▶ [OBJECTIVE 1]
Print the part of the Auto Parts Case passage between "As a consequence, some" and "separation of powers.", inclusive.
▶ [OBJECTIVE 2]
Proceed with the Auto Parts Case passage, continuing it from the point where it stops.

After a detailed investigation by the Director General (DG) into the practices of 14 car manufacturers (the Informant had only complained about three car manufacturers), the CCI found that the car manufacturers had contravened provisions of Sections 3 and 4 of the Act and levied a penalty of 2% of the total turnover in India on each of the manufacturers.
As a consequence, some car manufacturers filed a writ before the Delhi HC challenging the constitutional validity of certain provisions of the Act, which directly impacted the validity of the CCI’s final order in the Auto Parts Case.
Key Issues for Determination
The Delhi HC delineated the following key issues for determination:
- Whether the CCI is a tribunal exercising judicial functions.
- Whether the composition of the CCI is unconstitutional and violates the principle of separation of powers.
- Whether the ‘revolving door’ practice at the CCI vitiates any provisions of the Act and, more specifically, if the manner for decision making provided under Section 22(3) of the Act is unconstitutional.

▶ [RECORDED DATA]
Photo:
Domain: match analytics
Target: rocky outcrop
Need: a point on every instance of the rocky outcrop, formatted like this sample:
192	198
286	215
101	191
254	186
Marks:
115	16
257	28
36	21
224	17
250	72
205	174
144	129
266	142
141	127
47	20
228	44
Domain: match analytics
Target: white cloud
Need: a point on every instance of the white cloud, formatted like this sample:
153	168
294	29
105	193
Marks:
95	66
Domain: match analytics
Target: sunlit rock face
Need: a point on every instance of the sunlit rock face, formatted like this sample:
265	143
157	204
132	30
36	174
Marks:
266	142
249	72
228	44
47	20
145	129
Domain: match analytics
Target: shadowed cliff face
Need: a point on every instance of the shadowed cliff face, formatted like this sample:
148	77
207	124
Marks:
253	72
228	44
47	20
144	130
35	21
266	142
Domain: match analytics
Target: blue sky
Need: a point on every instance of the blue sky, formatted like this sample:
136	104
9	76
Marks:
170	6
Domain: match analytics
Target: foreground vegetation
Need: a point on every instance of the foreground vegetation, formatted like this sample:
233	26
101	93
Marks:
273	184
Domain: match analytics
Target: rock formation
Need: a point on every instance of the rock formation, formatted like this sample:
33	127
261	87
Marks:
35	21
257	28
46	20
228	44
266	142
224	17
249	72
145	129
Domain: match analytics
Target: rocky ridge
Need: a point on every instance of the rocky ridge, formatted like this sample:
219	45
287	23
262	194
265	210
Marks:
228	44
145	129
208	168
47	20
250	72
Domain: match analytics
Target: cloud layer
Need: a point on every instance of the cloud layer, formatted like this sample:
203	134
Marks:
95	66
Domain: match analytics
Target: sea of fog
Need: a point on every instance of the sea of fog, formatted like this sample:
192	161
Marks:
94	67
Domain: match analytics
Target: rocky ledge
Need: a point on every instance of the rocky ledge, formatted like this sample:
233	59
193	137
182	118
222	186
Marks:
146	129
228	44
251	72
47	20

▶ [TASK ANSWER 1]
As a consequence, some car manufacturers filed a writ before the Delhi HC challenging the constitutional validity of certain provisions of the Act, which directly impacted the validity of the CCI’s final order in the Auto Parts Case.
Key Issues for Determination
The Delhi HC delineated the following key issues for determination:
- Whether the CCI is a tribunal exercising judicial functions.
- Whether the composition of the CCI is unconstitutional and violates the principle of separation of powers.

▶ [TASK ANSWER 2]
- Whether it is illegal to expand the CCI’s scope of inquiry .
Ruling on the first issue, the Delhi HC held that the CCI is in part administrative, expert (when discharging advisory and advocacy functions) and quasi-judicial (while issuing final orders, directions and penalties) and cannot be characterised as a tribunal solely discharging judicial powers.
On the second issue, the Delhi HC dealt with each of the provisions of the Act that were challenged by the petitioners and also undertook a comparison of regulatory models of different specialised bodies/tribunals vis-à-vis the CCI. In particular, the following were upheld to be valid:
- Section(s) 61 and 53T of the Act (which deal with exclusion of jurisdiction of Civil Courts and High Courts, respectively).
- Section 9 (which provides for the selection procedure/committee for members of the CCI).
- Section(s) 11, 55 and 56 (which deal with tenure of the members of the CCI and the provision for supersession by the Central Government in the event the CCI is unable to discharge its functions).
- Section 53D (which prescribes the composition and constitution of the Appellate Tribunal).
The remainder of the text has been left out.